**PASSAGE:**
In [2]:
import numpy as np
import warnings
import time
import sklearn.metrics as skmetrics
from sklearn.calibration import calibration_curve
import plotly.graph_objects as go

warnings.filterwarnings(action='ignore')

In [3]:
class Optimizer(object):

    def __init__(self, alpha, eta_decay_factor, optimizer_type):
        '''
        Arg(s):
            alpha : float
                initial learning rate 
            eta_decay_factor : float
                learning rate decay rate
            optimizer_type : str
                'gradient_descent',
                'stochastic_gradient_descent',
        '''

        self.__alpha = alpha
        self.__eta_decay_factor = eta_decay_factor
        self.__optimizer_type = optimizer_type

    def __compute_gradients(self, w, x, y, loss_func='logistic'):
        '''
        Returns the gradient of a loss function

        Arg(s):
            w : numpy[float32]
                d x 1 weight vector
            x : numpy[float32]
                d x N feature vector
            y : numpy[float32]
                1 x N groundtruth vector
            loss_func : str
                loss by default is 'logistic' only for the purpose of the assignment
        Returns:
            numpy[float32] : d x 1 gradients
        '''

        if loss_func == 'logistic':
            p = 1 / (1 + np.exp(-1 * y * np.matmul(w.T, x)))
            return -1 * np.mean(y * x * (1 - p), axis=1).reshape(w.shape)
        else:
            raise ValueError('Unupported loss function: {}'.format(loss_func))

**DATASET RECORDS:**
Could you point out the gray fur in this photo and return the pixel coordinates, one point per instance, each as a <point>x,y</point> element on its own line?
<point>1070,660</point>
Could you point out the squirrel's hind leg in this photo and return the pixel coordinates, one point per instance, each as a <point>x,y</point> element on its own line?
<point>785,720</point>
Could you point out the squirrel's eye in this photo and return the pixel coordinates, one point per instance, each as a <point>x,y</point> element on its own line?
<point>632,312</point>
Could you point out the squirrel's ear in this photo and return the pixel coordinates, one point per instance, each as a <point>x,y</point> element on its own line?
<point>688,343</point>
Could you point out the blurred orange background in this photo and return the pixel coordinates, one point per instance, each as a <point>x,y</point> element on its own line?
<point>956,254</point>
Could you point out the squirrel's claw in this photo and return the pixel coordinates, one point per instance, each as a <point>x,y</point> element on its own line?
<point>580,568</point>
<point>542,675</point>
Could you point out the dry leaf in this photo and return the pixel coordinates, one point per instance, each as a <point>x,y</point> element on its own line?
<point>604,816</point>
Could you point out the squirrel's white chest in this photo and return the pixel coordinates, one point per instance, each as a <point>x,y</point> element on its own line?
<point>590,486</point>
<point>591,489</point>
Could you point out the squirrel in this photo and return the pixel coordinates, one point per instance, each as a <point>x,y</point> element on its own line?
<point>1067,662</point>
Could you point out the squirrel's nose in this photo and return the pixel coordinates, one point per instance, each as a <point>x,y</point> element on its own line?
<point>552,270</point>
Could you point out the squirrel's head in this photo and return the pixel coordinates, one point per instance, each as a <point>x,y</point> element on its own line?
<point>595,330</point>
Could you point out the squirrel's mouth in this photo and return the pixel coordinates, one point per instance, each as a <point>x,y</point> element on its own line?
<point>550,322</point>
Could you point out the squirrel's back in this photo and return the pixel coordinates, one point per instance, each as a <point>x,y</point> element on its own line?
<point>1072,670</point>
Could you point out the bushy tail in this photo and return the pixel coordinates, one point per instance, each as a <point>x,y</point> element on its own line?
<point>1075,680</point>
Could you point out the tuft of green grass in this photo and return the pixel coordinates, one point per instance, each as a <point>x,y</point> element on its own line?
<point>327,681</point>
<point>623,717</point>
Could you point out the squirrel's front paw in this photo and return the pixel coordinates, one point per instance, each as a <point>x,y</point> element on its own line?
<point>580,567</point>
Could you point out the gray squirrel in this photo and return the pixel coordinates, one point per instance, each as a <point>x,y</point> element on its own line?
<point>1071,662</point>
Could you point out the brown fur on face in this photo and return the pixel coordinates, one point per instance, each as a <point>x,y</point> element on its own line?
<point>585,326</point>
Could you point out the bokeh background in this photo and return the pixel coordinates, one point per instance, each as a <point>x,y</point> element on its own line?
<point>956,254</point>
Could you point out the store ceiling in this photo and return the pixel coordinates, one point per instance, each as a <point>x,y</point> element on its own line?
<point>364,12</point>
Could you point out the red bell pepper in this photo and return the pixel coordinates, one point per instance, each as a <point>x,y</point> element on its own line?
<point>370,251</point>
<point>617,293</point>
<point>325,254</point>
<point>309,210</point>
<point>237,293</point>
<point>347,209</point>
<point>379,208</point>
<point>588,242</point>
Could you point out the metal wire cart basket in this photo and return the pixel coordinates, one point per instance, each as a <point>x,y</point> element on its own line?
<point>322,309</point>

**CHALLENGE A:**
For each statement about the optimizer code, answer yes or no and quote the words of the code that decide it: (i) the parameter alpha is the initial learning rate; (ii) the weight vector w has shape d x N; (iii) the ground-truth vector y has shape 1 x N.
**CHALLENGE B:**
Pick up the Python optimizer code after its last line and continue writing it.
The records have nothing to do with the optimizer code.

**EXERCISE ANSWER A:**
(i) Yes: "initial learning rate"
(ii) No: "d x 1 weight vector"
(iii) Yes: "1 x N groundtruth vector"

**EXERCISE ANSWER B:**
    def __polynomial_decay(self, time_step):
        '''
        Computes the polynomial decay factor t^{-a}

        Arg(s):
            time_step : int
                current step in optimization
        Returns:
            float : polynomial decay to adjust learning rate
        '''

        return np.power(1 / time_step, (self.__eta_decay_factor))

    def update(self,
               w,
               x,
               y,
               loss_func,
               batch_size,
               time_step):
        '''
        Updates the weight vector based on

        Arg(s):
            w : numpy[float32]
                d x 1 weight vector
            x : numpy[float32]
                d x N feature vector
            y : numpy[float32]
                1 x N groundtruth vector
            loss_func : str
                loss function to use, should be 'logistic' for the purpose of the assignment
            batch_size : int
                batch size for stochastic and momentum stochastic gradient descent
            time_step : int
                current step in optimization
        Returns:
            numpy[float32]: d x 1 weights
        '''

        if self.__optimizer_type == 'gradient_descent':
            return w - self.__alpha * self.__compute_gradients(w, x, y, loss_func)
        elif self.__optimizer_type == 'stochastic_gradient_descent':
            batch_idx = np.random.choice(x.shape[1], batch_size)
            return w - self.__polynomial_decay(time_step) * self.__alpha * self.__compute_gradients(w, x[:,batch_idx], y[batch_idx], loss_func)
        else:
            raise ValueError('Unsupported optimizer type: {}'.format(self.__optimizer_type))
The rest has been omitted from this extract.